> Extract to read
== == ==

# Some behind-the-scenes Britney Spears stage pics



## WarriorOfMetal (Aug 31, 2009)

Here's another "artist" who I'm not into, but got to work on their show. Let me say, it's VERY cool from a production perspective...literally a 3-ring circus with aerialists and clowns and tons of props and such.

I did the load-in and load-out at TD BankNorth Garden in Boston this past Saturday. I spent most of my time working with the audio crew, but got bumped around between them and a couple other departments during the in.

Here are some pics I took during the load-in, and then a few from the 10-15 minutes or so that I got to see of the show, from the backstage area.











DigiDesign Venue consoles...basically a touring Pro Tools rig for live use:













There were a number of trapdoors and lifts in the stage...this is the center of the turntable in the middle of the main section of the stage: 









Here you can see the backs of the VIP seats, and some of the picture frames that were flown around the stage...I believe they had aerialists performing in them:









The red drape around the video wall is referred to as an "Austrian" drape, and it would lower/unfurl all the way down to the stage deck. There was also a smaller black velvet one closer to the center of the concentric circles. I was involved with hanging those when I wasn't working with audio.

== == ==

> Parts of the exercise
(1) In the forum post about working the Britney Spears show load-in, at which venue did the poster do the load-in and load-out?
(2) Extend the forum post about working the Britney Spears show load-in, picking up right after its final sentence.

> Extracted material
== == ==

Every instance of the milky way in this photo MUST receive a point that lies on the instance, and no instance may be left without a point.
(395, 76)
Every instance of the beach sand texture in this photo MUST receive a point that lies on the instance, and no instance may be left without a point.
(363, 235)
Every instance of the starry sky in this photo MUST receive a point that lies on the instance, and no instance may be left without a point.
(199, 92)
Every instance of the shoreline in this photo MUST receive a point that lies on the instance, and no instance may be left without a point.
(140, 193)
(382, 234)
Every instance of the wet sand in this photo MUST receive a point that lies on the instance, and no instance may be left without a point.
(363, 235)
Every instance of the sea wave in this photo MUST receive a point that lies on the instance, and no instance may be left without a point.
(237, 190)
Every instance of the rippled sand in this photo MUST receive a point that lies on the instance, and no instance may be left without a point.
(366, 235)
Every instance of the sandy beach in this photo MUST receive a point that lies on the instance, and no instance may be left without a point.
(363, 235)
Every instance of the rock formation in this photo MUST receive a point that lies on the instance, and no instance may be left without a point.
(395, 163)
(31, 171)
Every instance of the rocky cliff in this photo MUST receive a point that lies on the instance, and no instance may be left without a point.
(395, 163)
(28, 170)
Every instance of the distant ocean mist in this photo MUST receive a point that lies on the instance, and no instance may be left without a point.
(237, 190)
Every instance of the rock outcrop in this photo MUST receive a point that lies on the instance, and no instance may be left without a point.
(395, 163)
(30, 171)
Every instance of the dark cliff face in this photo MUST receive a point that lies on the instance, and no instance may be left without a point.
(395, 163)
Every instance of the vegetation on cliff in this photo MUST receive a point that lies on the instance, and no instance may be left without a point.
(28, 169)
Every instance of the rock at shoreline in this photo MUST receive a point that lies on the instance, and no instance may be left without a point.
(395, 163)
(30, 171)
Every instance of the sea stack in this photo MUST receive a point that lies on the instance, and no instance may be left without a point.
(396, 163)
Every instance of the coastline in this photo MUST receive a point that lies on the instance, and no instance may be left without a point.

== == ==

> Answers below
(1) TD BankNorth Garden in Boston.

(2)
Also, I'm not an ass guy at all, but one of the female aerialists had an amazing one that I just wanted to reach out and grab  She was warming up just a few feet away from me around the end of the load-in, and then walking around in some really short shorts near the end of the show


----------



## All_¥our_Bass (Aug 31, 2009)

Very cool setup, if you wanna jizz your pants even more look at some of Pink Floyd's stage setups, jaw-droppingly amazing.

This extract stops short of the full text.